*** PASSAGE PROVIDED ***

The spread of COVID-19 caused a sharp spike in the sale of pulse oximeters, those little electronic devices we slip onto your finger when you’re at the hospital. A pulse oximeter measures the saturation of oxygen in your red blood cells by shining light through your fingertip and reading how much is absorbed, with a normal range usually between 95 and 100.

It’s a handy little device that tells us something about how your body is functioning. But if you, like countless panicked Americans, are considering buying one for home use, I recommend you save your money. Here’s why.

You probably don’t need one.

There are times when home monitoring is necessary, and patients who have significant chronic lung disease or are dependent on oxygen should be tracking their levels. But this is part of their greater plan of care supervised by a doctor.

While a pulse oximeter may help you feel some measure of control over your health—it’s a number you can look at and understand fairly easily—it doesn’t tell a complete story.

Your pulse oximetry levels don’t always correlate with your level of illness.

*** End of PASSAGE PROVIDED ***
*** SOURCE MATERIAL ***

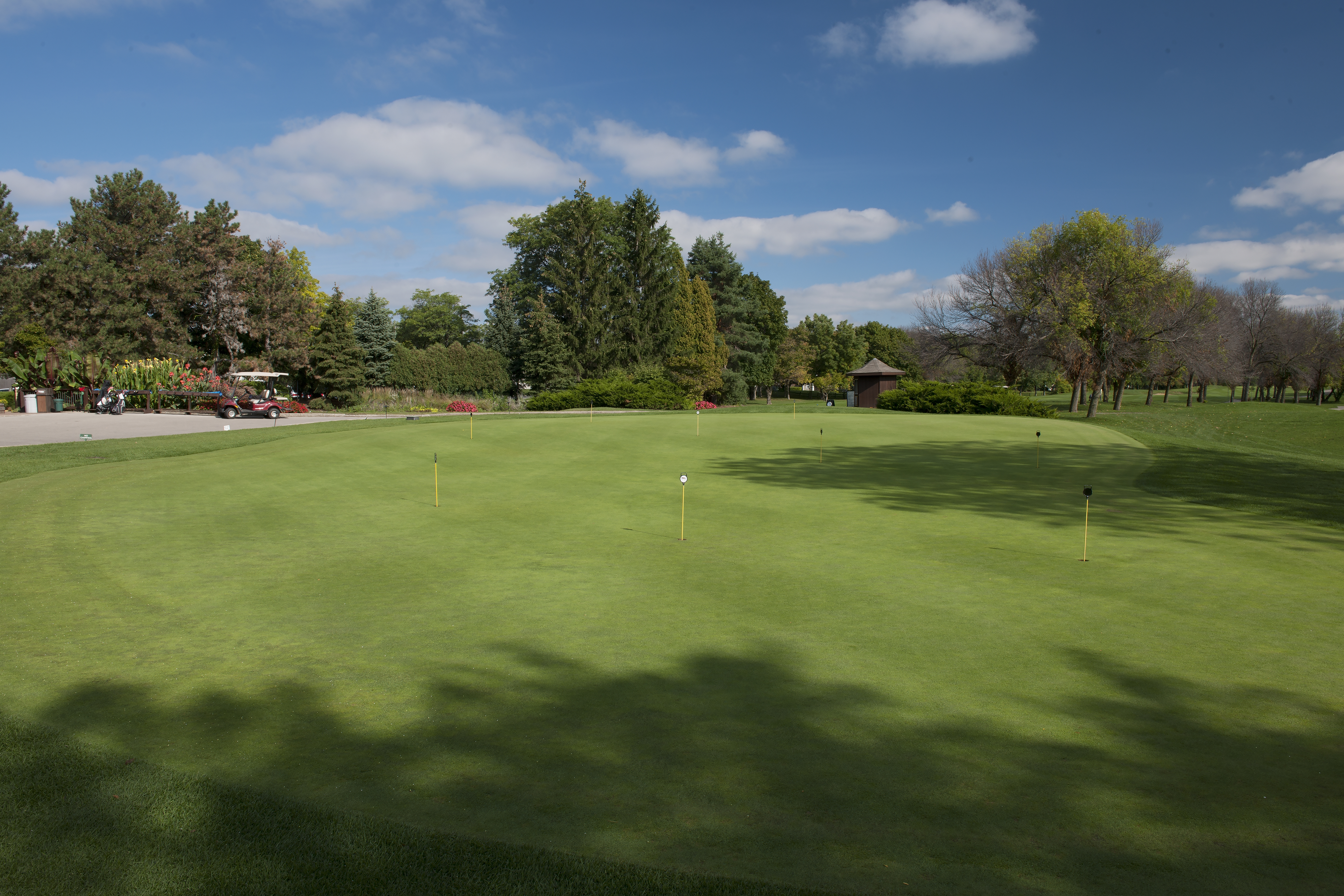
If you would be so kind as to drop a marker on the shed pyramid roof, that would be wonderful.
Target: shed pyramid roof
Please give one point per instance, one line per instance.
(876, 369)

*** End of SOURCE MATERIAL ***

**DIRECTIONS**
A) List every word in the passage on pulse oximeters that ends in "-ly", in the order it appears.
B) Reproduce the stretch of the passage on pulse oximeters from "There are times" through "level of illness.", word for word.

**SOLVED PROBLEMS**
A)
usually
probably
fairly
easily

B)
There are times when home monitoring is necessary, and patients who have significant chronic lung disease or are dependent on oxygen should be tracking their levels. But this is part of their greater plan of care supervised by a doctor.

While a pulse oximeter may help you feel some measure of control over your health—it’s a number you can look at and understand fairly easily—it doesn’t tell a complete story.

Your pulse oximetry levels don’t always correlate with your level of illness.